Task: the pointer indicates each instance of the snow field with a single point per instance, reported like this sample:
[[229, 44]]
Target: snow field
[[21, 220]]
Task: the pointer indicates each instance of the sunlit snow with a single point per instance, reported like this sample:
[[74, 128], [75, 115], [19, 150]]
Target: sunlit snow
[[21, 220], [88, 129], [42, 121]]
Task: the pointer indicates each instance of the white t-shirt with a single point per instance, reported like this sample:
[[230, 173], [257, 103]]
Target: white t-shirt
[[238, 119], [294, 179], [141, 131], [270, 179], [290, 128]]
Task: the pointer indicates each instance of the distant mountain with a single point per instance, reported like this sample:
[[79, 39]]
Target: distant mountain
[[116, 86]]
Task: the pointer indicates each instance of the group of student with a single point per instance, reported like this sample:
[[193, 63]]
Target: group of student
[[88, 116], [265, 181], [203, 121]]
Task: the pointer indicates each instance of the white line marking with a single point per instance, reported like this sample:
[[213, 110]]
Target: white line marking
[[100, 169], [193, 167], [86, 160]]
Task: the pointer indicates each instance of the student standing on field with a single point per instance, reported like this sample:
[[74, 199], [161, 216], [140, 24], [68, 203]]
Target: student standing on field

Written task: Could you swap every "pointer" in the entries above for "marker" and write them out again with nothing else changed?

Problem solution:
Task: the marker indicates each instance of the snow field with a single point per instance, reported like this sample:
[[229, 44]]
Target: snow field
[[21, 220]]
Task: the marker indicates each instance of the sunlit snow with a single point per instance, reported like this sample:
[[74, 128], [75, 115], [19, 150]]
Target: sunlit snow
[[21, 220], [88, 129], [42, 121]]
Task: the marker indicates each instance of the white t-shirt with a single point per instance, reported like this sample:
[[230, 173], [257, 103]]
Target: white t-shirt
[[238, 119], [294, 179], [141, 131], [270, 179], [290, 128]]
Task: the marker indicates each instance of the distant mountain with a single point per instance, reported like this sample:
[[79, 39]]
Target: distant mountain
[[116, 86]]
Task: the marker indicates each instance of the group of student with a single point per instance, reported like this sample:
[[193, 63]]
Target: group of student
[[88, 116], [265, 181], [203, 121]]
Task: the marker indicates each instance of the white line marking with a single point per instance, reported like this sample:
[[213, 110]]
Target: white line marking
[[100, 169], [193, 167], [86, 160]]
Task: the marker indicates each instance of the student standing on field with a single point per instance, reported like this sample:
[[74, 199], [161, 216], [140, 24], [68, 203]]
Target: student standing on field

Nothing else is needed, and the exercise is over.